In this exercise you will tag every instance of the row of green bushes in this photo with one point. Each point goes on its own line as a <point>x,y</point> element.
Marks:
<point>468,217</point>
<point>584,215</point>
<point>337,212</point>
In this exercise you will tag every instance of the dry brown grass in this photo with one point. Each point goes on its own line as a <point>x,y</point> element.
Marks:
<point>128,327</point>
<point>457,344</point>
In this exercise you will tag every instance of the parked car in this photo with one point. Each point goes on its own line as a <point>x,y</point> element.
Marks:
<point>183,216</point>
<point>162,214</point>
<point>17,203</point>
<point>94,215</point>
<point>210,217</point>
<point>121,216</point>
* * *
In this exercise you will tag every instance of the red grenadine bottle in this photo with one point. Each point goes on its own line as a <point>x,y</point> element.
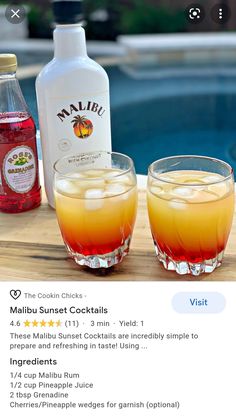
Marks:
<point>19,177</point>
* * *
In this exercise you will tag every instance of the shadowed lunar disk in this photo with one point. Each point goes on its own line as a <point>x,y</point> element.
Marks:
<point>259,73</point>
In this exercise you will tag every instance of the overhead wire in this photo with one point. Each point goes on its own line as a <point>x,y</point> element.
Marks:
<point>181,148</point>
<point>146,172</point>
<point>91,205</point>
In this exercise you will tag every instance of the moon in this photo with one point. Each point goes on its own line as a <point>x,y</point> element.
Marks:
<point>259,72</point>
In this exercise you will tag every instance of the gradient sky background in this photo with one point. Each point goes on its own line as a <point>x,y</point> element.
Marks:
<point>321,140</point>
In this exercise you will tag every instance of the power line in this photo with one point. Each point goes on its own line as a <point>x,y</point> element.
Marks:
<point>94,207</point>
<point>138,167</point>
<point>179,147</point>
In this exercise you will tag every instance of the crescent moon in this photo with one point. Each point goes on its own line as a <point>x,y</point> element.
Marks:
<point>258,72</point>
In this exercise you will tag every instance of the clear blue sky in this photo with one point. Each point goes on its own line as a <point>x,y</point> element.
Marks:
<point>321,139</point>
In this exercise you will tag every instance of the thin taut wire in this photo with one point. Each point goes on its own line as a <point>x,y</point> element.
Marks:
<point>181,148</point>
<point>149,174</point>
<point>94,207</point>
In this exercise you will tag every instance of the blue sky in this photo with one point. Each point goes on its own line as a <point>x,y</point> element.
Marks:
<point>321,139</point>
* * *
Copy the records starting at the line that contains "In this exercise you will tag every instance of the row" and ending at the line that contains "<point>121,216</point>", substituting "task" for "exercise" and leaving everything else unchanged.

In this task you will tag every instance of the row of green bushes in this photo with one point. Each point goes on its own line as a <point>x,y</point> element.
Marks:
<point>468,217</point>
<point>584,215</point>
<point>337,212</point>
In this task you will tag every instance of the dry brown grass in this photo with one point. Each point goes on its own line as a <point>x,y</point> element.
Marks:
<point>128,327</point>
<point>457,344</point>
In this task you will tag every instance of the parked car in this photo with one point. Each point goes on its own line as a <point>x,y</point> element.
Marks:
<point>183,216</point>
<point>162,214</point>
<point>17,203</point>
<point>94,215</point>
<point>210,217</point>
<point>121,216</point>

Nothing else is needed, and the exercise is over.